**Written request**
Reproduce every entry that follows word for word, but omit the images.

START Supplied data

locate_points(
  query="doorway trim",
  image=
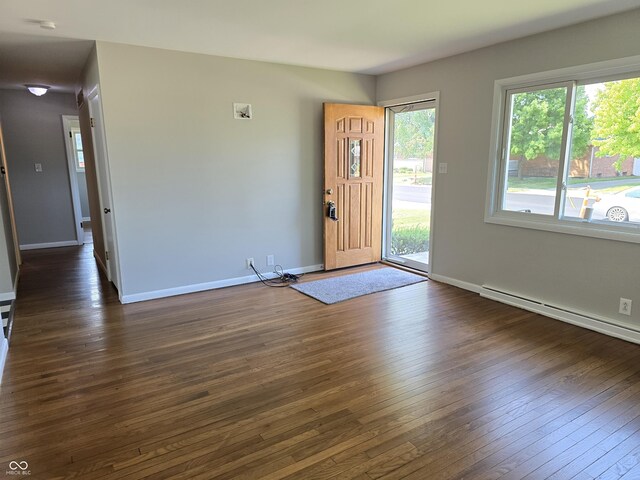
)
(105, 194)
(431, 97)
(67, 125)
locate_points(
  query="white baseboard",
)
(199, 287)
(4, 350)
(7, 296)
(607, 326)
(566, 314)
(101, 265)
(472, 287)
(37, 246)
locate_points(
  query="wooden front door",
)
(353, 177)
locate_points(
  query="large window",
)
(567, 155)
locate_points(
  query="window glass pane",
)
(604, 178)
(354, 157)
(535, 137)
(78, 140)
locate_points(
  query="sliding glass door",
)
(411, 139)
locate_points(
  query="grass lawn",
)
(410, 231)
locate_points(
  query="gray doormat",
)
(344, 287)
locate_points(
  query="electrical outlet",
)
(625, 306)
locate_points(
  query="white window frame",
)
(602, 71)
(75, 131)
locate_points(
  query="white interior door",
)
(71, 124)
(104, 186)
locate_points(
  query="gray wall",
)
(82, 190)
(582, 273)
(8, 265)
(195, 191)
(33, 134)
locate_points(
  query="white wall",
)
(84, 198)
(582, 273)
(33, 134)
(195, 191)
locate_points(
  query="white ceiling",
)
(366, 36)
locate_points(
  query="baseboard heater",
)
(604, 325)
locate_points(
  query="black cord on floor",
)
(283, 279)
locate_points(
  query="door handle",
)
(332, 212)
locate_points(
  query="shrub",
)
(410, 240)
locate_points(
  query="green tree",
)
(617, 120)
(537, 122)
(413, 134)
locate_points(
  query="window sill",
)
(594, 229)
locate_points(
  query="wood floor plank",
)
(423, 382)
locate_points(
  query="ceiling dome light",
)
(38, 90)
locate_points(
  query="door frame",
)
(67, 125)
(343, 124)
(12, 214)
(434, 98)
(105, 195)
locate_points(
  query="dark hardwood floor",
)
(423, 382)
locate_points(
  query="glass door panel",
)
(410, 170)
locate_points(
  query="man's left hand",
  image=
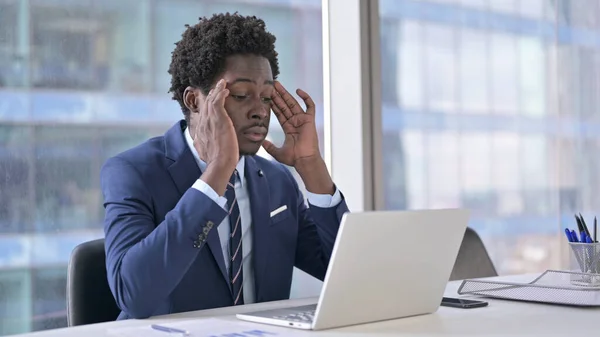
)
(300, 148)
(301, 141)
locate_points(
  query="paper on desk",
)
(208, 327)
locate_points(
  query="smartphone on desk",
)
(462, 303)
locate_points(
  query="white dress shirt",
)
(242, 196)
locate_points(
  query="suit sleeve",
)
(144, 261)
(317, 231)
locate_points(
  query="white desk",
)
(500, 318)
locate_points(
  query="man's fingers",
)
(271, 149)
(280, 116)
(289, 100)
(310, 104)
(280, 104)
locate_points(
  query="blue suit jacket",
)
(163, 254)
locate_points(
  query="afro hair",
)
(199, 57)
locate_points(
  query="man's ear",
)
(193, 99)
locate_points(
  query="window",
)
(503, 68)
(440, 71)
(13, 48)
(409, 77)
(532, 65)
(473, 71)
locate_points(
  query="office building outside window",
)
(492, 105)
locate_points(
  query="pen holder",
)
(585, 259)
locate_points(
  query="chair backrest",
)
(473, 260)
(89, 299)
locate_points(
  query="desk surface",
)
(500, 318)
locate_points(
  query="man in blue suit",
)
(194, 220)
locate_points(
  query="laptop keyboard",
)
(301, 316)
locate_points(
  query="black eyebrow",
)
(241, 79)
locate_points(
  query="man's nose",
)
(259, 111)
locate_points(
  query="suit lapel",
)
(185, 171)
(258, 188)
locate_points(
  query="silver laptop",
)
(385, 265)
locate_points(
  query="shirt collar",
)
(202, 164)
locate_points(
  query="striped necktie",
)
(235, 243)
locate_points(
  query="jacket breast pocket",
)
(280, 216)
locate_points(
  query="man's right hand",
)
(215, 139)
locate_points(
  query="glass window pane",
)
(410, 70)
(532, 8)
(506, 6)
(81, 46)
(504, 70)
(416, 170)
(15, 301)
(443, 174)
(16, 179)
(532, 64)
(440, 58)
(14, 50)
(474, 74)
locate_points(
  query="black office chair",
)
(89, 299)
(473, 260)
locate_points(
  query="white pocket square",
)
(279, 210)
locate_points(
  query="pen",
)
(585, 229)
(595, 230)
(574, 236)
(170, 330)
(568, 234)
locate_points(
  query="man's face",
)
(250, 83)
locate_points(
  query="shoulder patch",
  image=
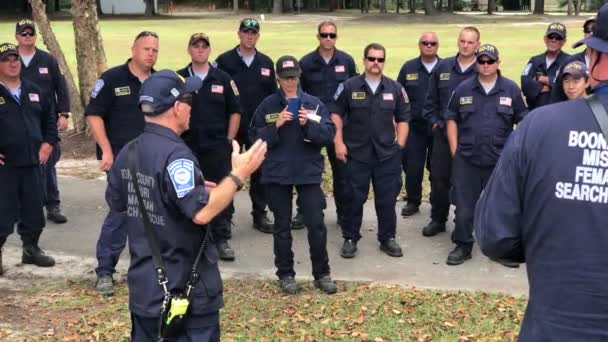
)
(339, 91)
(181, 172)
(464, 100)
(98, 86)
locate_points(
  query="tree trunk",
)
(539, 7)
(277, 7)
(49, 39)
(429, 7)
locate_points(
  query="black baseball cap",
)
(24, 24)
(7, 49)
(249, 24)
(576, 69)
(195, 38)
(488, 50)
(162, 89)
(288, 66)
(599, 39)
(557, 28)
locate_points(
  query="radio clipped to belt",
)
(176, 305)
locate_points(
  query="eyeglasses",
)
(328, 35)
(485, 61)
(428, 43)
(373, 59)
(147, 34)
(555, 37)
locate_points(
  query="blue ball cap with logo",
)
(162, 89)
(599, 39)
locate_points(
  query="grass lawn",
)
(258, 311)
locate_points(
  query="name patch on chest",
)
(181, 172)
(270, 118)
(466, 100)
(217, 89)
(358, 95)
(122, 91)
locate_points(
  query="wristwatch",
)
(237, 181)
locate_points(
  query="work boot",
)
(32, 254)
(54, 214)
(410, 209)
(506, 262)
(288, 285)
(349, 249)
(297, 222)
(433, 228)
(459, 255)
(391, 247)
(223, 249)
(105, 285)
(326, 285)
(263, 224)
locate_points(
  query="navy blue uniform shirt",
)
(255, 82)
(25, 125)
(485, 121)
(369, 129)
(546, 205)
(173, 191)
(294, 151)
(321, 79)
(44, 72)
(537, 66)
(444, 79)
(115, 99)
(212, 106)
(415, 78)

END Supplied data

**Solution for this task**
locate_points(
  query="doorway trim",
  image=
)
(105, 194)
(431, 97)
(67, 125)
locate_points(
  query="white baseboard",
)
(199, 287)
(4, 350)
(7, 296)
(607, 326)
(566, 314)
(101, 265)
(472, 287)
(37, 246)
locate_points(
  query="wooden front door",
)
(353, 177)
locate_points(
  query="large window",
)
(567, 155)
locate_points(
  query="window glass pane",
)
(604, 178)
(354, 157)
(535, 137)
(78, 140)
locate_points(
  query="sliding glass door",
)
(411, 139)
locate_points(
  query="grass lawn",
)
(410, 231)
locate_points(
  query="gray doormat",
)
(344, 287)
locate_points(
  query="electrical outlet",
)
(625, 306)
locate_points(
  query="white window frame",
)
(602, 71)
(75, 131)
locate_points(
  query="white interior door",
)
(71, 124)
(104, 186)
locate_points(
  query="gray wall",
)
(82, 190)
(582, 273)
(8, 265)
(195, 191)
(33, 134)
locate_points(
  query="white wall",
)
(84, 198)
(582, 273)
(33, 134)
(195, 191)
locate_points(
  query="white ceiling",
)
(366, 36)
locate_points(
  query="baseboard heater",
)
(604, 325)
locate_points(
  query="black cord on floor",
)
(283, 279)
locate_points(
  query="door handle",
)
(332, 212)
locate_points(
  query="shrub",
)
(410, 240)
locate_points(
  query="green tree",
)
(617, 120)
(537, 122)
(413, 134)
locate_points(
  query="window sill",
)
(594, 229)
locate_points(
  query="wood floor plank",
)
(423, 382)
locate_points(
  query="ceiling dome light",
)
(38, 90)
locate_points(
  query="door frame",
)
(67, 125)
(343, 124)
(12, 214)
(434, 98)
(105, 195)
locate_points(
  query="dark hardwood floor",
)
(423, 382)
locate_points(
  query="glass door panel",
)
(410, 170)
locate_points(
  query="man's left hand",
  image=
)
(300, 148)
(301, 141)
locate_points(
  query="paper on desk",
)
(208, 327)
locate_points(
  query="smartphone on desk",
)
(462, 303)
locate_points(
  query="white dress shirt",
)
(242, 196)
locate_points(
  query="suit sleeve",
)
(144, 261)
(317, 231)
locate_points(
  query="white desk",
)
(500, 318)
locate_points(
  query="man's fingers",
)
(271, 149)
(280, 116)
(289, 100)
(310, 104)
(280, 104)
locate_points(
  query="blue suit jacket",
)
(163, 254)
locate_points(
  query="afro hair",
)
(199, 57)
locate_points(
  query="man's ear",
)
(193, 99)
locate_points(
  query="window",
)
(503, 68)
(440, 71)
(13, 48)
(409, 77)
(532, 65)
(473, 71)
locate_points(
  query="office building outside window",
)
(492, 105)
locate_points(
  query="pen holder",
)
(585, 259)
locate_points(
  query="chair backrest",
)
(473, 260)
(89, 299)
locate_points(
  query="desk surface",
)
(500, 318)
locate_points(
  query="man in blue suit",
)
(194, 220)
locate_points(
  query="laptop keyboard",
)
(301, 316)
locate_points(
  query="black eyebrow",
)
(241, 79)
locate_points(
  query="man's nose",
)
(259, 111)
locate_points(
  query="suit lapel",
)
(185, 171)
(258, 188)
locate_points(
  query="silver laptop",
)
(385, 265)
locate_points(
  query="shirt collar",
)
(202, 164)
locate_points(
  query="striped necktie",
)
(235, 243)
locate_points(
  query="jacket breast pocket",
)
(280, 216)
locate_points(
  query="man's right hand",
)
(215, 139)
locate_points(
  query="glass window pane",
)
(410, 70)
(532, 8)
(506, 6)
(81, 46)
(504, 70)
(416, 170)
(15, 301)
(443, 174)
(16, 179)
(532, 64)
(440, 58)
(14, 50)
(474, 74)
locate_points(
  query="black office chair",
)
(89, 299)
(473, 260)
locate_points(
  query="white pocket square",
)
(279, 210)
locate_points(
  query="pen",
)
(585, 229)
(595, 230)
(574, 236)
(170, 330)
(568, 234)
locate_points(
  query="man's face",
)
(250, 83)
locate_points(
  query="shoulder patch",
  image=
)
(339, 91)
(181, 172)
(464, 100)
(98, 86)
locate_points(
  query="tree trunk",
)
(539, 7)
(277, 7)
(49, 39)
(429, 7)
locate_points(
  query="black baseball cap",
)
(24, 24)
(7, 49)
(249, 24)
(576, 69)
(195, 38)
(488, 50)
(162, 89)
(288, 66)
(599, 39)
(557, 28)
locate_points(
  query="radio clipped to belt",
)
(176, 305)
locate_points(
  query="eyeglasses",
)
(328, 35)
(485, 61)
(428, 43)
(373, 59)
(147, 34)
(555, 37)
locate_points(
  query="blue ball cap with logo",
)
(162, 89)
(599, 39)
locate_points(
  query="grass lawn",
)
(258, 311)
locate_points(
  query="name patch on chest",
)
(181, 172)
(270, 118)
(466, 100)
(217, 89)
(358, 95)
(122, 91)
locate_points(
  query="wristwatch",
)
(237, 181)
locate_points(
  query="work boot",
)
(32, 254)
(54, 214)
(410, 209)
(506, 262)
(288, 285)
(349, 249)
(297, 222)
(433, 228)
(459, 255)
(391, 247)
(223, 249)
(105, 285)
(326, 285)
(263, 224)
locate_points(
  query="navy blue uniform shirt",
)
(255, 82)
(25, 125)
(485, 121)
(369, 129)
(546, 205)
(173, 191)
(294, 151)
(321, 79)
(44, 72)
(537, 66)
(444, 79)
(115, 99)
(212, 106)
(415, 78)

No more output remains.